Brief. Which lines in the listing below contain the string "blue", counting only matches with the same uppercase and lowercase letters? Gather every one of them.

Information provided.
•••

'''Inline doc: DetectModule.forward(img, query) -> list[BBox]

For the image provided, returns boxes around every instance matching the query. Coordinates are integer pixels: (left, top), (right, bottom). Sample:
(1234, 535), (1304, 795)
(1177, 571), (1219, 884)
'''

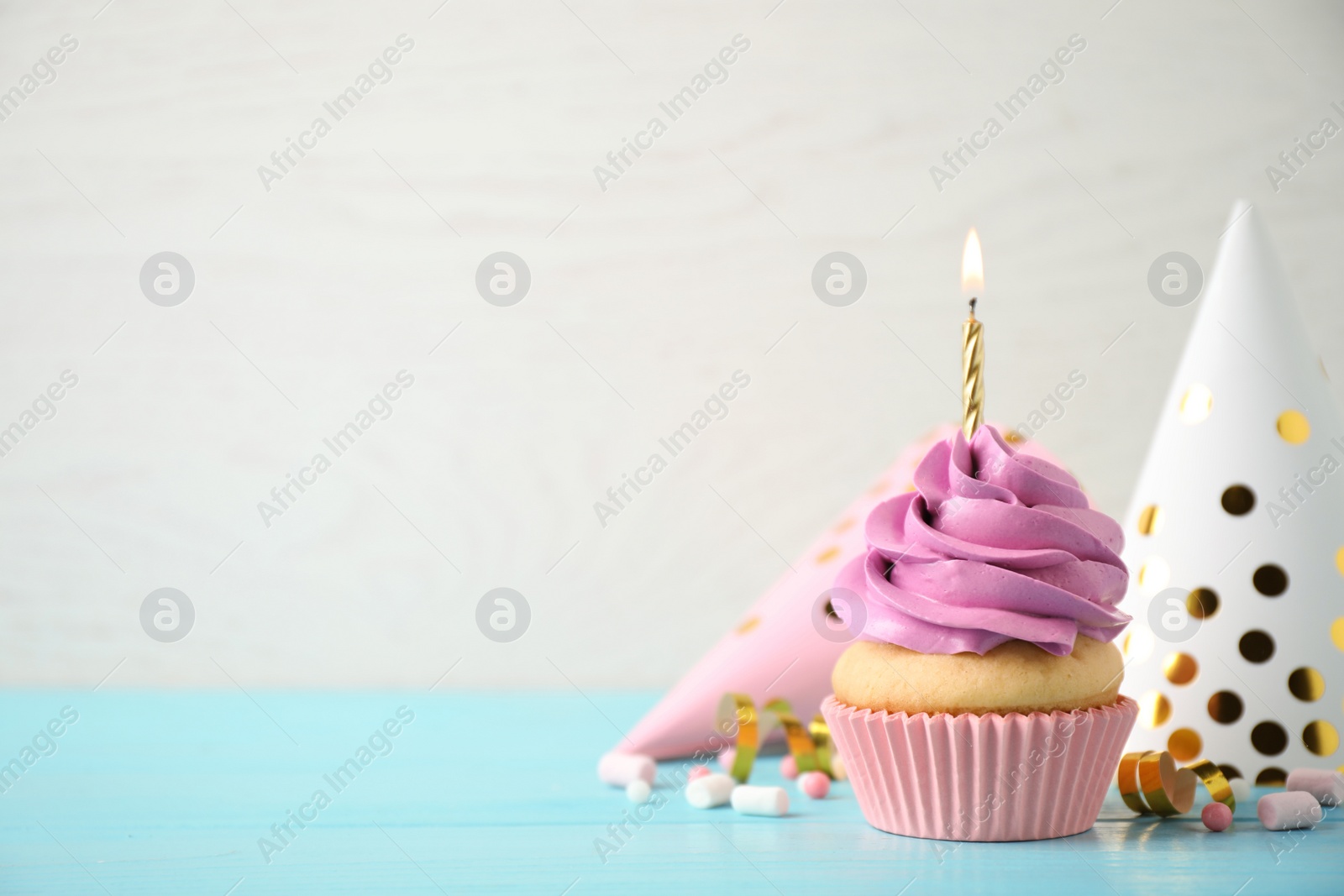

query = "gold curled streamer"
(808, 712), (836, 778)
(1116, 750), (1236, 818)
(715, 693), (773, 783)
(1138, 750), (1196, 818)
(717, 692), (832, 783)
(1185, 759), (1236, 811)
(1117, 750), (1153, 815)
(764, 697), (817, 773)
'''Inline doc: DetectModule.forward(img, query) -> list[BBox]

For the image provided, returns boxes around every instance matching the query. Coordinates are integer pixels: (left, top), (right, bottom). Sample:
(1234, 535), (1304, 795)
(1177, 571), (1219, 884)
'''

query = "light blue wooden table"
(0, 690), (1344, 896)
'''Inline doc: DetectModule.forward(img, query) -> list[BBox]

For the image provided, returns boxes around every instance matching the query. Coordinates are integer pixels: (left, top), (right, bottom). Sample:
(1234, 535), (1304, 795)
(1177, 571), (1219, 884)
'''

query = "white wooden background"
(0, 0), (1344, 688)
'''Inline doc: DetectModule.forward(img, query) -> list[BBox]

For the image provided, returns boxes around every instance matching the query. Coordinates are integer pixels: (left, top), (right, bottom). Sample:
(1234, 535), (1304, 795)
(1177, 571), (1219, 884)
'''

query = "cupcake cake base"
(822, 696), (1138, 841)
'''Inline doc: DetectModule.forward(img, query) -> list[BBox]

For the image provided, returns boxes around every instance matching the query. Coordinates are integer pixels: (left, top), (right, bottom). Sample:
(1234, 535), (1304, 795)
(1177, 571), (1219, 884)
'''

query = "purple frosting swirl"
(835, 426), (1129, 656)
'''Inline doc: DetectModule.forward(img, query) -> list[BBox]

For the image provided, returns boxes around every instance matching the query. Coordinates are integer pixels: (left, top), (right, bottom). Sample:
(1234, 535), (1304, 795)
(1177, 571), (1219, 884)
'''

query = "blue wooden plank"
(0, 690), (1344, 896)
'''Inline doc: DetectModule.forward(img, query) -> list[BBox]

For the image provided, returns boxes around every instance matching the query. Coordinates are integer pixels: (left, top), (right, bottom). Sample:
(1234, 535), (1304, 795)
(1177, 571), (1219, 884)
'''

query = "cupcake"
(822, 426), (1138, 841)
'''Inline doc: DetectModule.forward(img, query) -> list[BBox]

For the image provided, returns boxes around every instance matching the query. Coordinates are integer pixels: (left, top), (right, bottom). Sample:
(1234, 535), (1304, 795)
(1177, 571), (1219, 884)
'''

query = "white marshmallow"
(732, 784), (789, 817)
(1288, 768), (1344, 806)
(685, 775), (738, 809)
(625, 778), (654, 804)
(1255, 790), (1326, 831)
(596, 752), (657, 787)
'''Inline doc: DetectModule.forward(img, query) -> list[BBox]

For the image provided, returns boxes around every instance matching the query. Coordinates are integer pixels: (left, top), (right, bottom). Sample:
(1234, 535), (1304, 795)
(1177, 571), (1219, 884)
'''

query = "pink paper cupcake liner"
(822, 694), (1138, 841)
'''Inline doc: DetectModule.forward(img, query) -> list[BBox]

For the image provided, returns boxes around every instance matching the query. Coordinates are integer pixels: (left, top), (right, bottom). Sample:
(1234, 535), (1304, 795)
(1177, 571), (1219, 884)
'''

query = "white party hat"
(1122, 203), (1344, 784)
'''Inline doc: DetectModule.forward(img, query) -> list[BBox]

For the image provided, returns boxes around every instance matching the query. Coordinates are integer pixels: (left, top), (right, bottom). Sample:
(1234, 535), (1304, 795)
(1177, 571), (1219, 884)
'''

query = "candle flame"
(961, 227), (985, 296)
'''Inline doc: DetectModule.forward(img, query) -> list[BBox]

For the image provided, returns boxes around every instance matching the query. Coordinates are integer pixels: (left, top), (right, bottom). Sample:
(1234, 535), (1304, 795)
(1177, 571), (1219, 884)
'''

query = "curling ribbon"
(715, 693), (833, 783)
(1116, 750), (1236, 818)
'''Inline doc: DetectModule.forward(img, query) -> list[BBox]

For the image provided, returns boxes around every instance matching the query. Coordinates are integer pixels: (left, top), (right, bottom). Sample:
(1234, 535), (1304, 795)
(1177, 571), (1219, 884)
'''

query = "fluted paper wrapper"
(822, 694), (1138, 841)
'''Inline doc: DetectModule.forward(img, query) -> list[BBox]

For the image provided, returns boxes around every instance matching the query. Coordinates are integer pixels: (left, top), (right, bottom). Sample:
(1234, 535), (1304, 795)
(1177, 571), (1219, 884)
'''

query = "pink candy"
(798, 771), (831, 799)
(1199, 804), (1232, 831)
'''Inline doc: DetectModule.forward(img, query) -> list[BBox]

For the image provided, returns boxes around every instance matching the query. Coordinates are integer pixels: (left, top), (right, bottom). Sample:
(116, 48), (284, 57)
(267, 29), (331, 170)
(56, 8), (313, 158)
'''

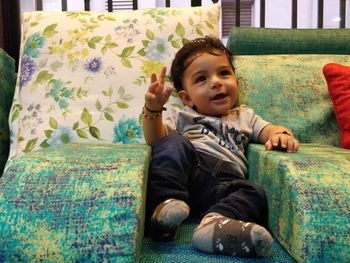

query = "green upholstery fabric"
(0, 49), (16, 176)
(0, 144), (150, 262)
(234, 55), (350, 145)
(227, 27), (350, 55)
(140, 218), (295, 263)
(248, 144), (350, 263)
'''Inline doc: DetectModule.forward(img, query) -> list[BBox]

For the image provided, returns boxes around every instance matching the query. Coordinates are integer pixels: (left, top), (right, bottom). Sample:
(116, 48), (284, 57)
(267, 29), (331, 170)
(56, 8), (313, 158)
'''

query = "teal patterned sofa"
(0, 4), (350, 263)
(228, 28), (350, 262)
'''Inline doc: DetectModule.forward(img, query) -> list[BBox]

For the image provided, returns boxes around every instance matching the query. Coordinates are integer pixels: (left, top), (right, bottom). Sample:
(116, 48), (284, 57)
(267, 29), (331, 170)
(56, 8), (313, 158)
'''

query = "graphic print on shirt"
(193, 116), (247, 153)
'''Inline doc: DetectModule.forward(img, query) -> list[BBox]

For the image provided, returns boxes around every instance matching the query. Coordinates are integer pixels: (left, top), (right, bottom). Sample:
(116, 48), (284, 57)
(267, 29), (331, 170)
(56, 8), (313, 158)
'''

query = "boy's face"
(179, 53), (239, 116)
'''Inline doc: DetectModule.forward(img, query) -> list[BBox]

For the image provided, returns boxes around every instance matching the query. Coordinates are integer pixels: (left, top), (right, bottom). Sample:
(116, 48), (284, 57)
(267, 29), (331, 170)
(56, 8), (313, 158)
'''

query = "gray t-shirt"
(164, 105), (269, 178)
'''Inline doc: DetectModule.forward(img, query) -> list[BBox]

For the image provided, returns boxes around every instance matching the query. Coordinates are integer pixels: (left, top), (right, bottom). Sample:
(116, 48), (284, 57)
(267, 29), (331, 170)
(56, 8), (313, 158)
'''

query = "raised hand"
(145, 67), (174, 112)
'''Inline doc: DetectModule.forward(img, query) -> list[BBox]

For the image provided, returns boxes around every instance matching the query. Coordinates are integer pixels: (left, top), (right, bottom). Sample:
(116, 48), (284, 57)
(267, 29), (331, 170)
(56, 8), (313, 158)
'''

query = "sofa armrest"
(247, 144), (350, 262)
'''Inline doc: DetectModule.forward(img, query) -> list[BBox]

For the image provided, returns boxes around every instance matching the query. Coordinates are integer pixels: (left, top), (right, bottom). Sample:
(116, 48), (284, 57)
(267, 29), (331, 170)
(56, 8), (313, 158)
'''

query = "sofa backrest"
(227, 28), (350, 146)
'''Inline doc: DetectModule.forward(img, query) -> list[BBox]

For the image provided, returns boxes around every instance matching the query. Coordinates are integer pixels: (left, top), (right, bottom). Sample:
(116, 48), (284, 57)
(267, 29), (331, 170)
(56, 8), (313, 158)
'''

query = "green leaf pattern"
(9, 4), (220, 161)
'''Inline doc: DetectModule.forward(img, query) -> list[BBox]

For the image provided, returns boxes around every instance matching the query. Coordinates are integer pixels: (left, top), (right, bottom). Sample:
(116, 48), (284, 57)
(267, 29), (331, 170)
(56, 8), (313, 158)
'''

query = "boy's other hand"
(265, 133), (299, 153)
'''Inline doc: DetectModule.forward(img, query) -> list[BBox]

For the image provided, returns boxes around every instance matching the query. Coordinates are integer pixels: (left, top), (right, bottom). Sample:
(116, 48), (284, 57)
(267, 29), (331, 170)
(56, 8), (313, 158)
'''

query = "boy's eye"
(196, 76), (206, 83)
(220, 70), (231, 76)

•••

Worked solution.
query = "light blue wooden table"
query = "blue wooden plank"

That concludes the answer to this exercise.